DOCUMENT EXTRACT:
++++++++++
The legislative session began in earnest Thursday with the introduction of Gov. Dannel P. Malloy’s budget proposal. Now it’s up to legislators to come up with their own plan or plans (in some years, Republicans, who are in the minority in the House and Senate, issue their own budget proposal), and to pass a final agreement sometime before the session ends May 7.

Here’s an early look at who wins and who loses under Malloy’s proposal. It’s an election year and there’s a budget surplus projected, so perhaps it’s not surprising there are more winners than losers, at least for now.


Middle-income households: They would share the governor’s proposed $155 million rebate of sales and gasoline taxes.  Individuals earning less than $200,000 per year would receive $55 and couples earning less than $400,000 would receive $110.

Teachers: Connecticut’s 23,000 retired teachers would receive a two-stage break on state income taxes. The governor’s plan would exempt 25 percent of retired teachers’ pensions from state income taxes retroactive to Jan. 1. That exemption would climb to 50 percent in January 2015. Once it’s fully implemented, the tax break would cost the state $23.7 million per year.

Low-income seniors: The proposed budget allocates $6.5 million to add about 12,700 slots to the state’s rental subsidy program for low-income seniors and disabled residents. Individuals, who must earn $34,100 or less to qualify, can receive a rebate ranging from $50 to $700. Married couples, whose joint incomes must not exceed $41,600, can receive between $50 and $900. The proposal reverses a cut to the program Malloy made last year, which was unpopular.

Municipalities: Malloy preserved existing levels of aid to towns and cities, including a $41 million boost in education funding passed last year, and recommended an $8 million increase in the grant for communities that lose revenues tied to tax-exempt colleges and hospitals. The governor also proposed exempting municipalities from a tax on insurance premiums. The Connecticut Conference of Municipalities praised Malloy’s proposals but appealed to lawmakers for relief from other costs, too.

State parks patrons: As part of the 100th anniversary of the Connecticut State Park system, folks will be able to enter any park for free one to-be-determined weekend this summer. No guarantees on rain, however.
++++++++++
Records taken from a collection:
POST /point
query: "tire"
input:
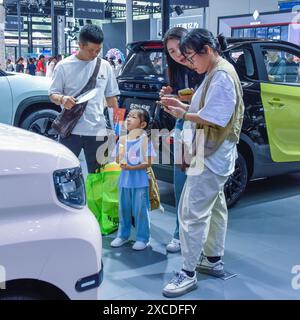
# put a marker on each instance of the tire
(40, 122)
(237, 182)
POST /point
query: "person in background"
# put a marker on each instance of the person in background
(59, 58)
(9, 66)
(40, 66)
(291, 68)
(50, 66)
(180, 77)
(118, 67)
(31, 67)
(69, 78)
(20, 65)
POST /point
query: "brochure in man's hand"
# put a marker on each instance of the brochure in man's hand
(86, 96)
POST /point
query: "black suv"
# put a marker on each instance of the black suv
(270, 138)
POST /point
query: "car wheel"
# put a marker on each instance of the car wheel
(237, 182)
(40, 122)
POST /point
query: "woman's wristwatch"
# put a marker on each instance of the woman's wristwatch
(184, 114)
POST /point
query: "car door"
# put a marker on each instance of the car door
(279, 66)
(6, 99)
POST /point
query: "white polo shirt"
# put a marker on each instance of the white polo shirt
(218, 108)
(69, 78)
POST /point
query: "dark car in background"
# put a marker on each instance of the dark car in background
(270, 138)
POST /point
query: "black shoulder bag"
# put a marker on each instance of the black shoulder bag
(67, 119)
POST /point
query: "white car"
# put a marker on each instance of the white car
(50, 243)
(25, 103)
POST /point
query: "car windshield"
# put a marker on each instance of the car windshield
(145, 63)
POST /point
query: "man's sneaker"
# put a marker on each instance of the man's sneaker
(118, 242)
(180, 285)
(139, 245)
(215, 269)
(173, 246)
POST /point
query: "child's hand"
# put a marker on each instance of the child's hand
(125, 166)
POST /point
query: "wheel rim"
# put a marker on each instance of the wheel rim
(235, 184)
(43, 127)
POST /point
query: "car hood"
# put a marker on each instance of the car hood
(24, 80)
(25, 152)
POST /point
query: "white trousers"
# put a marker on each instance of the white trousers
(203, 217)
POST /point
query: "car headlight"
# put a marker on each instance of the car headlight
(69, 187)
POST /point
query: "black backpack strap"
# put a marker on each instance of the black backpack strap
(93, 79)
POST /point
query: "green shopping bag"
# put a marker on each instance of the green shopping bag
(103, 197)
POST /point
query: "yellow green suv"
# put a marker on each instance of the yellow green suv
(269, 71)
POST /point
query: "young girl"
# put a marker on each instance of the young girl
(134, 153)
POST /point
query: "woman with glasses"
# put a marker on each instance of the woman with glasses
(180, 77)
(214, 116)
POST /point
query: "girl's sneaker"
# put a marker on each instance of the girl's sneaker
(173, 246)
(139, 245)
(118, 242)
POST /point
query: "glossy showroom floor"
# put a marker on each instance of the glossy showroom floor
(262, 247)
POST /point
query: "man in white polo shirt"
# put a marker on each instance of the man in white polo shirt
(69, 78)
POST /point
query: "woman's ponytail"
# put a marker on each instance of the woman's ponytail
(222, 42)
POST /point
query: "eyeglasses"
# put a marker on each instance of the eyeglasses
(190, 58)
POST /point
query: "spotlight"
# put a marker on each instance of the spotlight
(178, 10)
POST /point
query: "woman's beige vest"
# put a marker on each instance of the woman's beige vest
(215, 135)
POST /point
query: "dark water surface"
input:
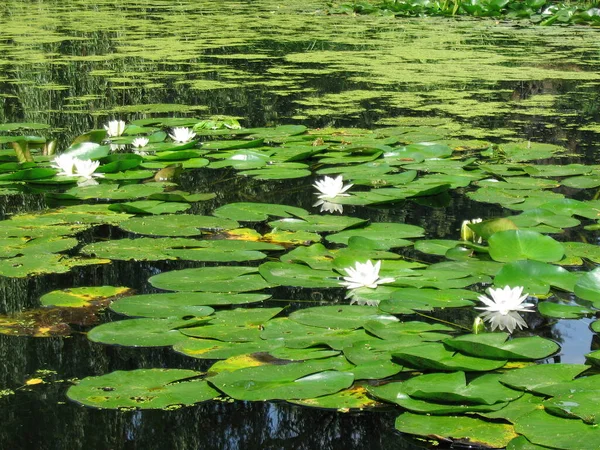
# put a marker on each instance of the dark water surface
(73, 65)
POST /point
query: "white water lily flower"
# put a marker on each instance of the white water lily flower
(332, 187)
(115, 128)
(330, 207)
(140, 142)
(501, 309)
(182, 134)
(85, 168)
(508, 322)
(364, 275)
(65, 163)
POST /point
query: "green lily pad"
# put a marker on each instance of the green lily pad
++++++++++
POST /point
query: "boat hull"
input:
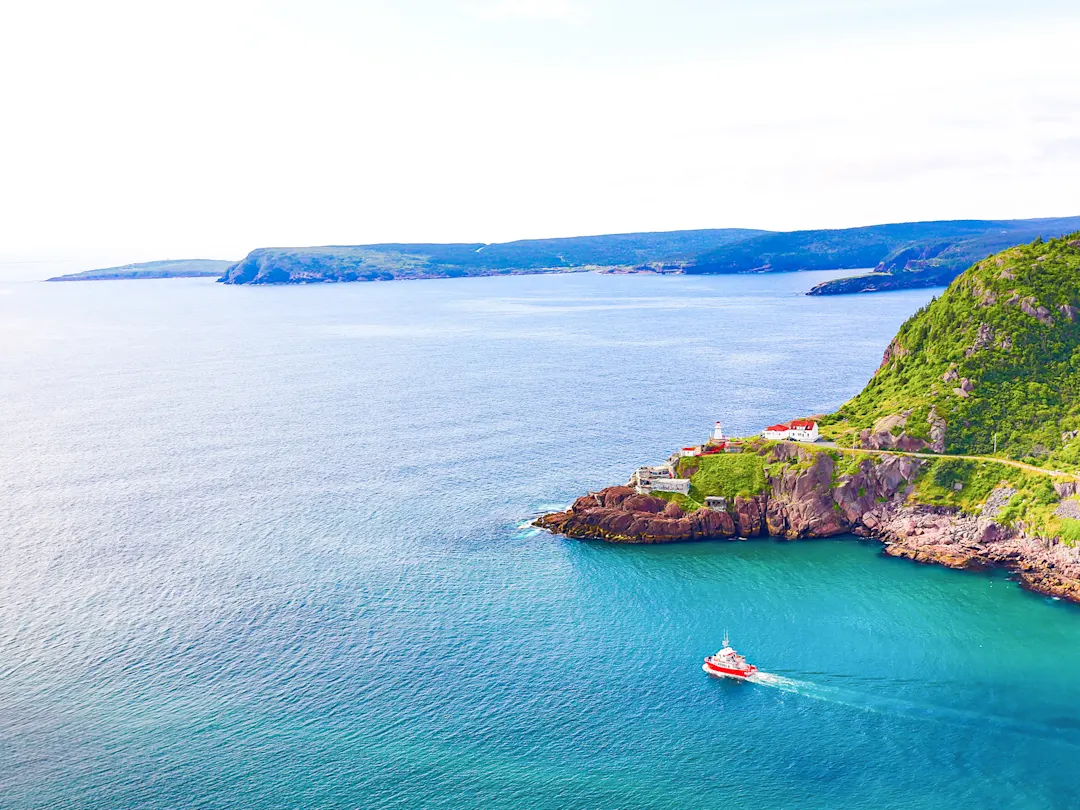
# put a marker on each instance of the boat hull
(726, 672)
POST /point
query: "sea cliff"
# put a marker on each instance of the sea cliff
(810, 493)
++++++++++
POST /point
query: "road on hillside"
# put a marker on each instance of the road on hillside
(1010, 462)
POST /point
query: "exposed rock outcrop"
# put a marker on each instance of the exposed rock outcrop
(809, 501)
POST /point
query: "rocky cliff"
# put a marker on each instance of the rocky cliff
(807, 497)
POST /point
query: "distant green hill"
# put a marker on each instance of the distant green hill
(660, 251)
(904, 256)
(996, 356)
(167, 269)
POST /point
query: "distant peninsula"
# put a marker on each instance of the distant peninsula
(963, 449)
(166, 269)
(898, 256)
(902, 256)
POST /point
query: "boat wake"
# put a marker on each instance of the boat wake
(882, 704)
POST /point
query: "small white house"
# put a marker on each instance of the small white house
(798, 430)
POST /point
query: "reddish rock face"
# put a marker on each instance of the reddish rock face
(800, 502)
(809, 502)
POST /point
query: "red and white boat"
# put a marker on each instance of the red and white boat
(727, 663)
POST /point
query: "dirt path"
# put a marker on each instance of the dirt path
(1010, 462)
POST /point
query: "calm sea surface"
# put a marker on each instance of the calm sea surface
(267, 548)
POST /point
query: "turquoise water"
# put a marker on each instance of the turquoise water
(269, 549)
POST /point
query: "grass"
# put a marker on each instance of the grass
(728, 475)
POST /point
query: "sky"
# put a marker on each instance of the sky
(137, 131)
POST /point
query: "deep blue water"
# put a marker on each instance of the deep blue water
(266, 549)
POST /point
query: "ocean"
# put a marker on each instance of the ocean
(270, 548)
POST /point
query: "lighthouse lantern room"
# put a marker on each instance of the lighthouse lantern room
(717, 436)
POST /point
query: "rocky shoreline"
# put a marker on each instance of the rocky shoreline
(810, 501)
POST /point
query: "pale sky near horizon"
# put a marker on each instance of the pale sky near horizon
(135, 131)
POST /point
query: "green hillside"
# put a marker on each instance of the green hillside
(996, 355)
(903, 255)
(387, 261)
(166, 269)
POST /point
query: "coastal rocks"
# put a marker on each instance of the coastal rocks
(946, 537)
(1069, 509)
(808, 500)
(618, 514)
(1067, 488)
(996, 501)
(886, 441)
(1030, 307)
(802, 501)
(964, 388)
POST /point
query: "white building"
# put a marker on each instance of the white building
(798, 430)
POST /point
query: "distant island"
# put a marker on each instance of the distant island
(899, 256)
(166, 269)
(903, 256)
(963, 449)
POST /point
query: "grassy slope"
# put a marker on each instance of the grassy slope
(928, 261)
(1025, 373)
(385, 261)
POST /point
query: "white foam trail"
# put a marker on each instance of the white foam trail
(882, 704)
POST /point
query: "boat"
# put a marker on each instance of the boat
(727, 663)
++++++++++
TASK TO COMPLETE: Rewrite the part of the budget article starting at "The legislative session" and ending at "would receive $110.", swapping "legislators" for "lawmakers".

SOLUTION BELOW:
The legislative session began in earnest Thursday with the introduction of Gov. Dannel P. Malloy’s budget proposal. Now it’s up to lawmakers to come up with their own plan or plans (in some years, Republicans, who are in the minority in the House and Senate, issue their own budget proposal), and to pass a final agreement sometime before the session ends May 7.

Here’s an early look at who wins and who loses under Malloy’s proposal. It’s an election year and there’s a budget surplus projected, so perhaps it’s not surprising there are more winners than losers, at least for now.


Middle-income households: They would share the governor’s proposed $155 million rebate of sales and gasoline taxes.  Individuals earning less than $200,000 per year would receive $55 and couples earning less than $400,000 would receive $110.